■ **Given instruction**: Please return each line from the records below that contains the string "suit". Case counts.

-------- Raw records

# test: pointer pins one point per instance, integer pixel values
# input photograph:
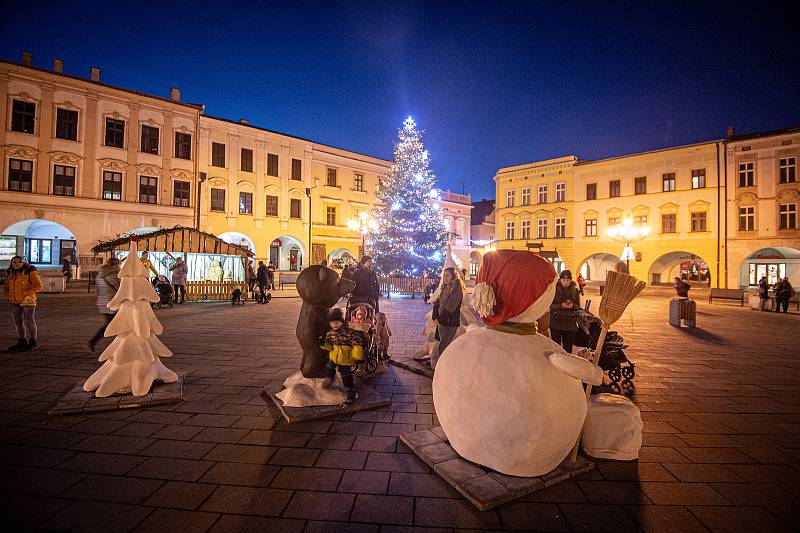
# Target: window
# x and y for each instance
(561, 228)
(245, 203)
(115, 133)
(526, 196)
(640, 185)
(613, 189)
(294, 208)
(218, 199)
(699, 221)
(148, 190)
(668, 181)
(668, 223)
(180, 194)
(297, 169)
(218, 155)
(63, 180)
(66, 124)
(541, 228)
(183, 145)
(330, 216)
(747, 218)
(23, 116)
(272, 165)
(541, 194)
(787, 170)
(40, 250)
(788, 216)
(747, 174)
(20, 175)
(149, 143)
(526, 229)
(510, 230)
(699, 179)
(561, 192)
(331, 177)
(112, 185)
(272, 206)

----------------
-------- Raw records

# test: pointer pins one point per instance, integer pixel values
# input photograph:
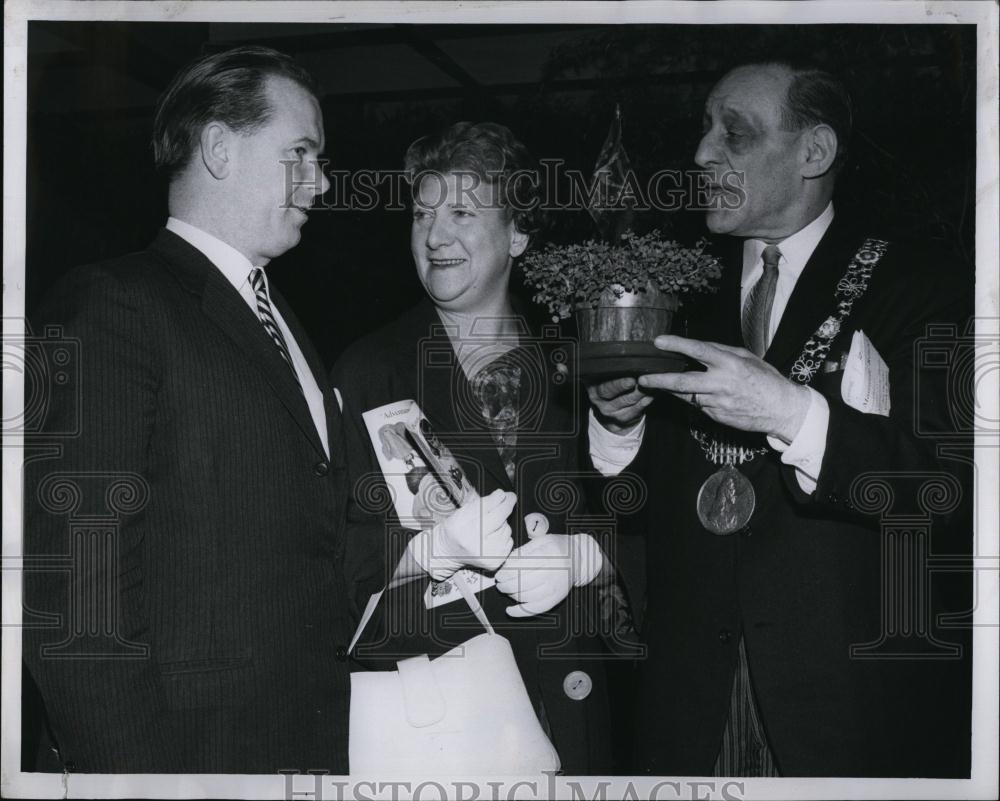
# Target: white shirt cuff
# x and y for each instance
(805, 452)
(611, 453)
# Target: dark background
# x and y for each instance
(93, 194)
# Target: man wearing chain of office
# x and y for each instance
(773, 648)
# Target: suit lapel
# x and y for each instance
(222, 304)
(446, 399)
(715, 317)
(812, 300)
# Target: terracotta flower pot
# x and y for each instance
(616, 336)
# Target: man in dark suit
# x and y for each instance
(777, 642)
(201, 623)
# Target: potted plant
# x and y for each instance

----------------
-------- Raw records

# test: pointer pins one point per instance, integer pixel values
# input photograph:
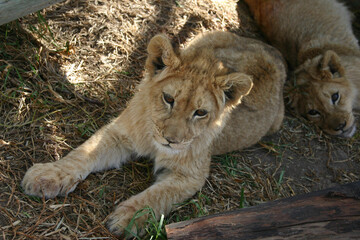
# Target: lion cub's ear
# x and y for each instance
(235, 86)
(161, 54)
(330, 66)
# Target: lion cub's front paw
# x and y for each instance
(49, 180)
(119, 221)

----------------

■ **Solved problem**:
# Target: suit lapel
# Target: man in dark suit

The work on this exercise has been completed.